Named region outline records
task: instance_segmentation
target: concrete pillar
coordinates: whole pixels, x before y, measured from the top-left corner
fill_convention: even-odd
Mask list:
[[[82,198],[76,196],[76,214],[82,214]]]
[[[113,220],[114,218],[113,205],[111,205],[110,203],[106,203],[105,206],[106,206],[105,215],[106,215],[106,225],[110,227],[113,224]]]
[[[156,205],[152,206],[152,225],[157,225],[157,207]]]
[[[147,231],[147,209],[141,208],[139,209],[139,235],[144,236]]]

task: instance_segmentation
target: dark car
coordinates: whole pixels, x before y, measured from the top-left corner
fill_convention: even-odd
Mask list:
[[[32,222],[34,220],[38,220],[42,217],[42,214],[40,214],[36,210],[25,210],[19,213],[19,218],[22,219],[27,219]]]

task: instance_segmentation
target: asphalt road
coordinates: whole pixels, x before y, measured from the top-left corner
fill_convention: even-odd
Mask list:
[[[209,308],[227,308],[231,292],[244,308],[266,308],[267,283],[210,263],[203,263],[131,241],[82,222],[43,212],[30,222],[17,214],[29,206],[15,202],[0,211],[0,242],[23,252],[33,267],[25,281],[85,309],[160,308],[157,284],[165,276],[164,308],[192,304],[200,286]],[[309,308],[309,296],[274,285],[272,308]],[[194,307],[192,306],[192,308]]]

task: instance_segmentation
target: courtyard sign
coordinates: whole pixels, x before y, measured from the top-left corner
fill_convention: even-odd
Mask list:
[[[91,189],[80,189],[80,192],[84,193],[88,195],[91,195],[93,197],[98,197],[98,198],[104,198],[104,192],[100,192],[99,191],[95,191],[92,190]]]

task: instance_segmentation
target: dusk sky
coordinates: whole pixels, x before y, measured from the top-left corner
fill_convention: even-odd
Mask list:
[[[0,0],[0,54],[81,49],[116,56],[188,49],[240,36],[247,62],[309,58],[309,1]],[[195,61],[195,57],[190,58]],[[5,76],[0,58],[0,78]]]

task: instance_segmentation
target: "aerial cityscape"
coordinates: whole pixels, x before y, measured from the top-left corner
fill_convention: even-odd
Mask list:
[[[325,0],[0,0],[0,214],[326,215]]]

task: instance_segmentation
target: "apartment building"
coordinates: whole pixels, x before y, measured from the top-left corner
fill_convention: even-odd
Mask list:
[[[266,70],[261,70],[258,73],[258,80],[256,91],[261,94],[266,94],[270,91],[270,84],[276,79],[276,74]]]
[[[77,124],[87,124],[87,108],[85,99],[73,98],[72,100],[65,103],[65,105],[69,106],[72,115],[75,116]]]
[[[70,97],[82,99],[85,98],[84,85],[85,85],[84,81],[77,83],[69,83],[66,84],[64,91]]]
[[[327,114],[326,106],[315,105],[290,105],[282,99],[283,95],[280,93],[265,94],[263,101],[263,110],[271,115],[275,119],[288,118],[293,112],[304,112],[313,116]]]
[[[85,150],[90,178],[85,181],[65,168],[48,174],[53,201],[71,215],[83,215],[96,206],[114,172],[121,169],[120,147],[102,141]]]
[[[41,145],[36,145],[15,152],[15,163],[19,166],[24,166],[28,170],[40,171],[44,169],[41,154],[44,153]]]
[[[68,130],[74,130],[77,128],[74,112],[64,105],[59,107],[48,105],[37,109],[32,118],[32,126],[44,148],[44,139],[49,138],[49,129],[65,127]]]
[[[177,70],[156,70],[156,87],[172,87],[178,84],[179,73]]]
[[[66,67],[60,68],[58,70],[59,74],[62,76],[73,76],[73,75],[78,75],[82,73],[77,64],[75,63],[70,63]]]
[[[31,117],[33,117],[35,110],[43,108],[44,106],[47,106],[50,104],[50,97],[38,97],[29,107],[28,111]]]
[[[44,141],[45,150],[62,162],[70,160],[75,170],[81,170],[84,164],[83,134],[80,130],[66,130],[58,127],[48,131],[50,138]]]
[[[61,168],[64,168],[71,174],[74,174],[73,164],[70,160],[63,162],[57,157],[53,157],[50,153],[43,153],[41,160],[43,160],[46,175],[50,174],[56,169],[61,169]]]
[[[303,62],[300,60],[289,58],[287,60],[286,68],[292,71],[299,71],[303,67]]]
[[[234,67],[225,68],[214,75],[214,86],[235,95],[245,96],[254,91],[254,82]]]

• WORK REQUIRED: Edit the listing from its first line through the line containing "[[[147,231],[147,209],[141,208],[139,209],[139,235],[144,236]]]", replacing "concrete pillar" with "stone column" and leaving all else unchanged. Reproduce only those lines.

• RESPONSE:
task: instance_segmentation
target: stone column
coordinates: whole pixels, x before y, measured from the top-left corner
fill_convention: even-odd
Mask list:
[[[82,198],[76,196],[76,214],[82,214]]]
[[[113,220],[114,218],[113,205],[111,205],[110,203],[106,203],[105,206],[106,206],[105,215],[106,215],[106,225],[110,227],[113,224]]]
[[[156,205],[152,206],[152,225],[157,225],[157,207]]]
[[[147,231],[147,209],[141,208],[139,209],[139,235],[144,236]]]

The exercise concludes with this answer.